=== Do this ===
Transcribe the records below exactly.
----
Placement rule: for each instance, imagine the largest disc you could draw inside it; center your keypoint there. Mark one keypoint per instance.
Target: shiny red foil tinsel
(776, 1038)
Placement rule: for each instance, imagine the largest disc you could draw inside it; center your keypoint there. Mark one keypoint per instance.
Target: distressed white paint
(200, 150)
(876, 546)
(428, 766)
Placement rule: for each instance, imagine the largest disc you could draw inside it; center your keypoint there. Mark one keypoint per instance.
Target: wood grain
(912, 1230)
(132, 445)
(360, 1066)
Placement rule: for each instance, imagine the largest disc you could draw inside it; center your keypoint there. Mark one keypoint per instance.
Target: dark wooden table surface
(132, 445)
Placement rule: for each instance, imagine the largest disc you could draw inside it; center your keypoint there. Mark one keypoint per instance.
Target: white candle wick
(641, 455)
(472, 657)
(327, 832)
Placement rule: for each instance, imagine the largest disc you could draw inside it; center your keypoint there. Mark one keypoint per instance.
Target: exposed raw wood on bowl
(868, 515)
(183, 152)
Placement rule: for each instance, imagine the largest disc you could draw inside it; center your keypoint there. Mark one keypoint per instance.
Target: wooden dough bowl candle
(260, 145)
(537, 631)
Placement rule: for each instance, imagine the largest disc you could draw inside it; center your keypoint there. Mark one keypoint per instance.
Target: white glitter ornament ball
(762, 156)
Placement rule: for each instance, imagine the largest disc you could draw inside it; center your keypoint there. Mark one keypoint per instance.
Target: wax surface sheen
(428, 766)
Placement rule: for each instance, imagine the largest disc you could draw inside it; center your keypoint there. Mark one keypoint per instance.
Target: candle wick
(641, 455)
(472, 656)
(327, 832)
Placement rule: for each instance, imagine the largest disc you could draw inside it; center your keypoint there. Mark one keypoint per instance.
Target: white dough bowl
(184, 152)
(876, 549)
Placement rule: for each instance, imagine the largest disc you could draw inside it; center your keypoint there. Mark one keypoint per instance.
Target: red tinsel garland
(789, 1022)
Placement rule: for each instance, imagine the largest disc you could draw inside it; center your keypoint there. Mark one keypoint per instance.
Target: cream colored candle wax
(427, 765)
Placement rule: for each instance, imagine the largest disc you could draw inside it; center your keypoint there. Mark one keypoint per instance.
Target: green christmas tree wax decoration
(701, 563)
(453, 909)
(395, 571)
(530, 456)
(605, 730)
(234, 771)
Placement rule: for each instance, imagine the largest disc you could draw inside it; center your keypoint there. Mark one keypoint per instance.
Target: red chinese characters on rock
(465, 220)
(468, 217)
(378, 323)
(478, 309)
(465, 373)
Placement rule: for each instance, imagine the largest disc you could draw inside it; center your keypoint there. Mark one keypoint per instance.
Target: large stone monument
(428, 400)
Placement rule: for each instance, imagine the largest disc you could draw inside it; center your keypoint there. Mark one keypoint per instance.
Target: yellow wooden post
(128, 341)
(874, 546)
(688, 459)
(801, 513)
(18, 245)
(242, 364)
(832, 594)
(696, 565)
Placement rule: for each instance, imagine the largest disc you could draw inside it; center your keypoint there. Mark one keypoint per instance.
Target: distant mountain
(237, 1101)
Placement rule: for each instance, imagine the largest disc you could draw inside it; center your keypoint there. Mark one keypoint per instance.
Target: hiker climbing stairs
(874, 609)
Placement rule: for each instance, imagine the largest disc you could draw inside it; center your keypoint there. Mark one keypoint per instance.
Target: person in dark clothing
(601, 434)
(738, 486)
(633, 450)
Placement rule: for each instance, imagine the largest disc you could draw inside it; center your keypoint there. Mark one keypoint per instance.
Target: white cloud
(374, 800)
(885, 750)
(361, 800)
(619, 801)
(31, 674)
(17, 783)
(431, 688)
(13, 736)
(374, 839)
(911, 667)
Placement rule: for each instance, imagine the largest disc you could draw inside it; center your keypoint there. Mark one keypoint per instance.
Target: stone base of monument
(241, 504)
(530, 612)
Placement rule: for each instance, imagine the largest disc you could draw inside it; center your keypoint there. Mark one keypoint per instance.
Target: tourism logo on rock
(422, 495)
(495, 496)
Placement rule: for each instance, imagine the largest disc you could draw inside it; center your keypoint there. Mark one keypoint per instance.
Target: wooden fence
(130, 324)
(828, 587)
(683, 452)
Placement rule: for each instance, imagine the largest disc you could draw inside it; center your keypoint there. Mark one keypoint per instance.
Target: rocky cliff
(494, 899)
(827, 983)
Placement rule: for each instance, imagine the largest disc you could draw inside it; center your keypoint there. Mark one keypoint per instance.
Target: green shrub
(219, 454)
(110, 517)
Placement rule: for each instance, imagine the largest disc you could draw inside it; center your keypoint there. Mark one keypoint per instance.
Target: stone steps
----
=== Result for this exercise ===
Placement rule: for each instance, imagine the largest disc you could draw inside it; center your keypoint there. Mark one keypoint per instance.
Target: shiny red foil tinsel
(776, 1038)
Placement rule: for each instance, imagine the largest disc you could draw inside it; center your keypoint there. Mark one keypoint per instance.
Target: distressed white paint
(200, 150)
(876, 546)
(428, 766)
Placement rule: for each instance, imagine the largest disc you could draw inside it; center your keypoint there. Mark one keypoint per instance.
Target: wood grain
(912, 1230)
(132, 445)
(360, 1066)
Placement rule: for each instance, imagine the largest disc you could draw inside it; center your keypoint there. Mark one keypoint per instance.
Target: dark wooden table surface
(132, 445)
Placement rule: for each instance, imagine the largest disc you could draw inside it; center your keypoint there. Mark one keypoint per instance.
Target: white candle wick
(641, 455)
(472, 657)
(327, 832)
Placement rule: for each instance, imagine the largest disc you could draw inside it; center your keypoint there. Mark one keypoint per instance.
Target: exposed raw wood on bowl
(868, 515)
(183, 152)
Placement rule: for each instance, imagine the largest disc you could draw inside it; center your keypoint there. Mark one keypoint per instance.
Target: wooden dough bowl candle
(260, 145)
(537, 631)
Placement rule: for each instance, imagine the largest disc you could draw inside it; center your keypoint there. Mark one keypoint per instance.
Target: white glitter ornament ball
(762, 156)
Placement rule: for each instance, imagine the largest disc you could draw inside it; center your keypoint there. Mark one keypoint per instance.
Target: wax surface sheen
(428, 766)
Placement rule: for each instance, imagine the largest disc you could draw inside it; center your keypoint there. Mark one keypoint per instance.
Target: candle wick
(641, 455)
(472, 656)
(327, 832)
Placement rule: for each instance, imagine the largest disc you could draw inside it; center your keypoint there. Mark one keypoint per instance.
Target: white dough bowl
(184, 152)
(876, 549)
Placement rule: for each instance, imagine the largest disc you could draw inside it; center your keypoint there. Mark one keypoint per instance.
Target: red tinsel garland
(789, 1022)
Placement rule: for each instance, imagine the largest disc you could draw inside it; center your keypoint there. Mark one keypoint per instance.
Target: cream colored candle wax
(427, 765)
Placement rule: for each instance, imagine the largest disc you could draw inside it; center your keypoint there. Mark one keypoint per instance.
Target: green christmas tree wax decoration
(701, 563)
(453, 909)
(395, 571)
(530, 456)
(605, 730)
(234, 771)
Placement rule: for each instance, imagine the largest disc you could draw inside it; center your keypoint there. Mark one keypoint per instance.
Target: red chinese characters on rock
(465, 220)
(468, 217)
(378, 323)
(478, 309)
(465, 373)
Placement rule: for each instance, imagine the largest disc you could draw inside it; center your keypoint there. Mark one keypoint per instance.
Target: large stone monument
(428, 400)
Placement rule: for each instance, imagine the largest disc you could draw inside it; center your keypoint there. Mark one keypoint per instance.
Target: yellow wooden post
(128, 341)
(874, 546)
(688, 459)
(801, 513)
(18, 245)
(242, 364)
(832, 594)
(696, 565)
Placement rule: for each instance, imagine the largest disc you could draw inside it; center your keypoint there. Mark one keypoint per instance.
Target: distant mountain
(237, 1101)
Placement rule: for each instance, imagine the largest disc you could draw inside it; center your keypoint there. Mark one keypoint per instance.
Target: hiker climbing stairs
(874, 609)
Placement rule: for each instance, imagine the largest disc you could draw inside it; center your keypoint there. Mark one keypoint per instance.
Target: person in dark clothing
(601, 434)
(738, 486)
(633, 450)
Placement rule: for each instance, imagine the largest disc you could draw inside it; center your keypoint there. Mark one keypoint per instance.
Target: white cloud
(374, 800)
(885, 750)
(361, 800)
(619, 801)
(31, 674)
(17, 783)
(431, 688)
(13, 736)
(374, 839)
(911, 667)
Placement rule: for each instance, imagine the largest disc you could draw inside it; center your keypoint there. Mark one keypoint per instance.
Target: stone base of monument
(241, 504)
(530, 612)
Placement rule: for each instance, imagine the largest disc you could draw inside it; center your keypoint there. Mark one keypoint per instance.
Target: tourism logo on rock
(422, 495)
(495, 496)
Placement rule: for each instance, imagine the largest disc you could draw inside it; center your keypoint there. Mark one keypoint per instance.
Target: wooden fence
(130, 324)
(828, 587)
(683, 452)
Placement rule: for each instance, imagine the largest disc you could draw inside it; center your keypoint there. Mark one keypoint per instance.
Target: rocky cliff
(494, 899)
(827, 983)
Placement rule: for each instance, imagine the largest disc you could draw inside it; center your keypoint there. Mark one keypoint per instance.
Target: green shrub
(219, 454)
(110, 517)
Placement rule: for each instance, imagine the largest disc you could draw inside it; center your keypoint there. Mark one keypoint per instance.
Target: stone steps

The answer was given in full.